* Records for this exercise

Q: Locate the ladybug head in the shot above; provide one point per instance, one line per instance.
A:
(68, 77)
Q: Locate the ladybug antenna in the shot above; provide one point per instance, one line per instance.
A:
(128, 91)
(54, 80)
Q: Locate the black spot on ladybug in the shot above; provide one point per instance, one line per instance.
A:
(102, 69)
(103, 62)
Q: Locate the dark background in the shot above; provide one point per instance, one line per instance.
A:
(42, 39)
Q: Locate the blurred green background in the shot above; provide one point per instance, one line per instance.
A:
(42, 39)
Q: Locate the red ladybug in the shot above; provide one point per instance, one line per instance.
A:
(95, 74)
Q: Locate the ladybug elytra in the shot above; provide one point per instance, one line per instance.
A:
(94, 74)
...
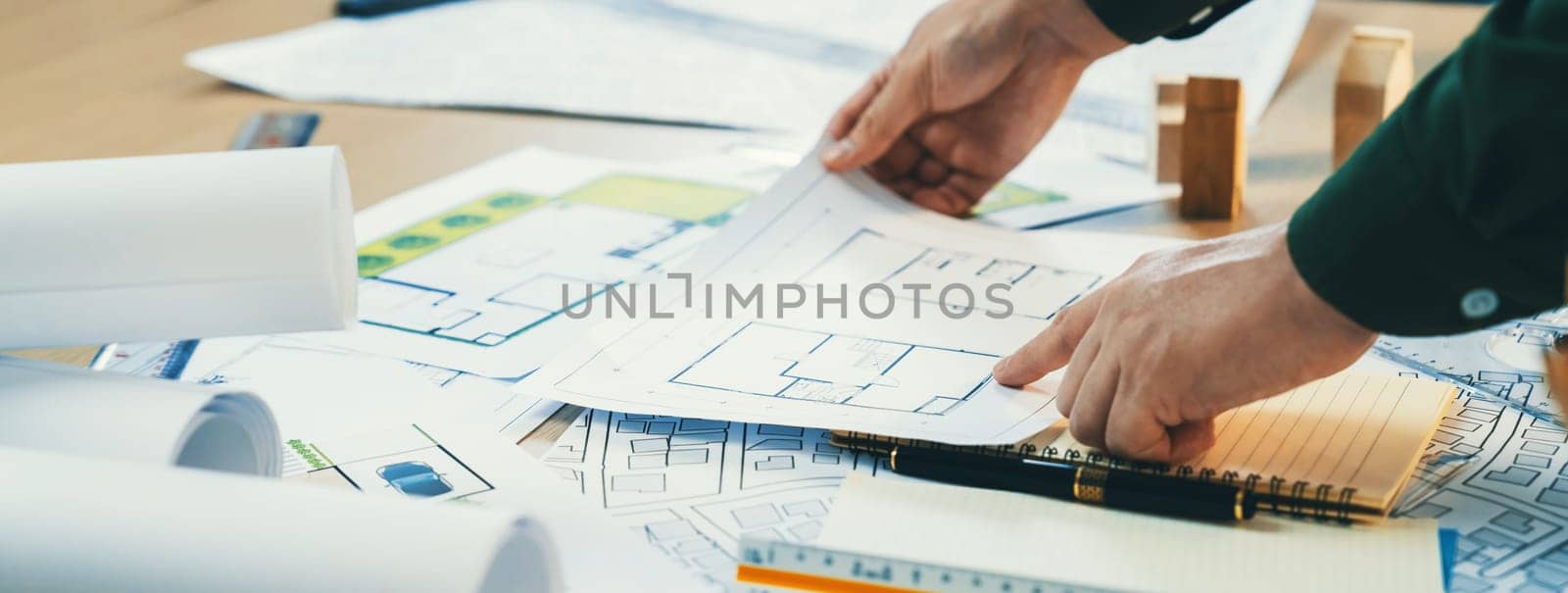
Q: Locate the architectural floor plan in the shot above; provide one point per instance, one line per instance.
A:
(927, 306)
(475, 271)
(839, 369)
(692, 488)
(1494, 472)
==
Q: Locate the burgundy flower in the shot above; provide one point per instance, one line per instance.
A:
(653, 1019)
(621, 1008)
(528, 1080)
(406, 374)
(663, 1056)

* Work to be completed
Each line of the data that has the string "ladybug" should be returned.

* Output for this task
Q: Locate the ladybug head in the shot above; provide one point per instance, one line per instance.
Q: Locate the ladybug antenna in the shot above; provide one point per instance, one line per instance.
Q: Locate the black spot on ladybug in the shot above; provide one point per instance, one line per instance.
Q: Locate the red ladybug in the shot above; provide one point per instance, one line per instance.
Q: Locate the ladybug elytra in the shot above; provide one point per instance, one line per instance.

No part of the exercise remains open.